== Testo del documento

Si è creata una vera e propria distorsione della percezione dello strumento del consenso informato, non solo da parte dei pazienti ma anche dalla prospettiva dei medici.
Proprio al consenso informato, la ricercatrice e docente di antropologia Chiara Quagliariello ha dedicato la seconda parte della sessione sulla comunicazione medica. Quagliariello ha esposto i risultati della sua ricerca antropologica condotta sul campo tra oltre 25 ambulatori e reparti della Città della Salute e della Scienza di Torino. Stando a quanto rilevato, vi è purtroppo una scarsa implementazione della reale funzione del consenso informato, quale procedura volta all’accrescimento dell’alleanza medico-paziente. La conclusione a cui è arrivata, piuttosto, è che si è creata una vera e propria distorsione della percezione di questo strumento, non solo da parte dei pazienti ma anche dalla prospettiva dei medici.
Ciò che è emerso, ha spiegato Quagliariello, è che la messa in atto di percorsi informativi chiari ed esaustivi è limitata da diversi elementi, tra tutti: i ritmi lavorativi, la frammentazione del processo informativo connessa al sistema dei turni ospedalieri e la mancanza di spazi dedicati al dialogo. Il problema principale, tuttavia, è che gli strumenti a disposizione dei medici per la raccolta del consenso si basano sostanzialmente su modulistiche lunghe e dal linguaggio tecnico, burocratico e giurisprudenziale. La comunicazione orale, poi, diventa a sua volta oggettivizzante, svuotata nell’empatia dalla proliferazione di dati e numeri. E il medico spesso si autoassolve dal compito comunicativo delegando lo psicologo all’ascolto attivo.

====
== Contenuto del dataset

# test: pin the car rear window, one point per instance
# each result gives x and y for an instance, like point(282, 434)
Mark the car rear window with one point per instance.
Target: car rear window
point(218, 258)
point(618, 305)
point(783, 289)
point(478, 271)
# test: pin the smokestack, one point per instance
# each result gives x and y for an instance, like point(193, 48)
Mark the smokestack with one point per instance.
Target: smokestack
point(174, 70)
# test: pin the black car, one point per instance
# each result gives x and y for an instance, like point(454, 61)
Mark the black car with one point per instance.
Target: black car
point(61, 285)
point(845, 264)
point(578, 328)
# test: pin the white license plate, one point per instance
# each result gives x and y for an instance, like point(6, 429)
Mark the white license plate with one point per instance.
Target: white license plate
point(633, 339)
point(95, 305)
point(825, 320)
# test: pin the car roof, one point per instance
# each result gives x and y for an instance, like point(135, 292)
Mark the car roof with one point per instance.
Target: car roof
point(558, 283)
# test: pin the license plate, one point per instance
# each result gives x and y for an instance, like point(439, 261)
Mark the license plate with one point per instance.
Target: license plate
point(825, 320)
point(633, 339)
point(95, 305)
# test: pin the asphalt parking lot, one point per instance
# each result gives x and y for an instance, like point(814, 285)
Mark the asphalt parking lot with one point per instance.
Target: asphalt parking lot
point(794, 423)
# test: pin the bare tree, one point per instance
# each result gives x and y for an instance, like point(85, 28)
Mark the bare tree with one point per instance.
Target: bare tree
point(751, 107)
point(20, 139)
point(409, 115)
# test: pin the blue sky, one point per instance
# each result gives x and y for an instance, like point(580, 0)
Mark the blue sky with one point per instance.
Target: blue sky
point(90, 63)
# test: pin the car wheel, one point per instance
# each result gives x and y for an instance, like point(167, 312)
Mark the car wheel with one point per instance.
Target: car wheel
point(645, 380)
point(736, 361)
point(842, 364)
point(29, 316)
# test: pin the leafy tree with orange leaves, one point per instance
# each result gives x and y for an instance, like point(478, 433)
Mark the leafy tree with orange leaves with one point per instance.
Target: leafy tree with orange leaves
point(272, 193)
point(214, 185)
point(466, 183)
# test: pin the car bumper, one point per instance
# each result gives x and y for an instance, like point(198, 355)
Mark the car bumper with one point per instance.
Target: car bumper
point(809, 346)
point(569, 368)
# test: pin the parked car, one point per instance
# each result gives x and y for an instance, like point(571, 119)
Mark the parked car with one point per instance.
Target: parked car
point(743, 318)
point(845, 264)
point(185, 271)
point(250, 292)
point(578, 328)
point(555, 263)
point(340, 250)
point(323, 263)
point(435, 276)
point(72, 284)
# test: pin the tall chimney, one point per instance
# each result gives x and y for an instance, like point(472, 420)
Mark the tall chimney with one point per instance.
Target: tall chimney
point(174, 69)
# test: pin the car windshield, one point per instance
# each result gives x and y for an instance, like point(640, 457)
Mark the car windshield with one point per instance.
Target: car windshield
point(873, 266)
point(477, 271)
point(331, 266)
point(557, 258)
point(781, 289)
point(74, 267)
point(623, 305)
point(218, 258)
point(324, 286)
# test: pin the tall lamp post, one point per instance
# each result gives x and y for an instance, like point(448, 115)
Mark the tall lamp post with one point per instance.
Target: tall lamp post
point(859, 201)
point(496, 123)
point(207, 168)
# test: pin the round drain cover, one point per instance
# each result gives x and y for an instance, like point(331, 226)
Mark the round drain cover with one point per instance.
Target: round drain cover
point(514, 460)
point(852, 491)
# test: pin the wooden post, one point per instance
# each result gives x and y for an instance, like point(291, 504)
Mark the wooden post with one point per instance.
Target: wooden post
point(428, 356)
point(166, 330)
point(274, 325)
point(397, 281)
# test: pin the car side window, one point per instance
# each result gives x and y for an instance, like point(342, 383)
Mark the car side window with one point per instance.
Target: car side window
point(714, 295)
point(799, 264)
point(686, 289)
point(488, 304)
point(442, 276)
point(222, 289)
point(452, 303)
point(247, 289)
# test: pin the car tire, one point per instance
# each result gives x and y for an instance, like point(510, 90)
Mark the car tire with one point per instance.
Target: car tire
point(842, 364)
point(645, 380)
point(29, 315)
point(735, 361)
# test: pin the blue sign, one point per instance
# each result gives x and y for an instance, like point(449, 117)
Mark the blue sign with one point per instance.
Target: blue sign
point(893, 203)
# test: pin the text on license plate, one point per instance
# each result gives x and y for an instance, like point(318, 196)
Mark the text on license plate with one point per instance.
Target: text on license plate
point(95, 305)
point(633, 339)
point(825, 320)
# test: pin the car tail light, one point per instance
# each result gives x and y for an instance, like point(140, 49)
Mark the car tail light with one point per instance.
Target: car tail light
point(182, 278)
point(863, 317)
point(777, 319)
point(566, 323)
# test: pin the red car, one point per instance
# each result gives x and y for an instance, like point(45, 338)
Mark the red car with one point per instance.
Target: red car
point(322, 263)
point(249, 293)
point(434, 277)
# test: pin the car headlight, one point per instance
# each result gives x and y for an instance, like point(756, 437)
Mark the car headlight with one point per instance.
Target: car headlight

====

• **Cosa fare**
• a. Nel testo sul consenso informato, in quali luoghi Chiara Quagliariello ha condotto la sua ricerca sul campo?
• b. Prosegui il testo sul consenso informato a partire dal punto in cui si interrompe.

• **Risposte**
• a. Tra oltre 25 ambulatori e reparti della Città della Salute e della Scienza di Torino.

• b.
Altro elemento importante rilevato, inoltre, è una diversa comunicazione in base al profilo del paziente: il suo livello di istruzione, l’appartenenza di classe, le reti di conoscenza personale, il Paese di provenienza. Tutto ciò, ha spiegato, concorre a un trattamento differenziale.
Dalla prospettiva dei pazienti, invece, Quagliariello ha dapprima evidenziato come l’interazione medico paziente non sia quasi mai una relazione a due. Piuttosto, si tratta di una relazione plurale a geometria variabile, in cui interagiscono équipe mediche e nuclei familiari. Il coinvolgimento di altri soggetti crea – invece delle alleanze medico-paziente – le alleanze medico-parente, tanto che le decisioni spesso sono di coppia, familiari, e solo raramente individuali.
I pazienti, in più, continuano a preferire un atteggiamento delegativo e di affidamento completo, piuttosto che partecipato. Le procedure di consenso informato sono considerate soprattutto come formalità amministrative, senza favorire maggiore scambio con i medici. Anzi, talvolta l’idea è che lo scopo sia quello di evitare rogne legali. Non sorprende che tale opinione sia condivisa anche dal personale medico, che considera tali procedure come imposizioni giuridiche che si accumulano ad altri impegni, e che costringono a dettagliate prove documentaristiche finalizzate a evitare questioni legali.
Secondo Quagliariello, le soluzioni non possono che essere strutturali: maggiori investimenti rivolti alla comunicazione del personale medico; un ripensamento delle condizioni materiali in cui operano i professionisti; un’implementazione del lavoro di rete tra le varie categorie; e, soprattutto, l’educazione dei pazienti al valore del consenso informato. L’alternativa, ha concluso, ci spedirà dritti verso lo stampo statunitense, in cui i soldi verranno ugualmente sborsati, ma tra assicurazioni e spese legali.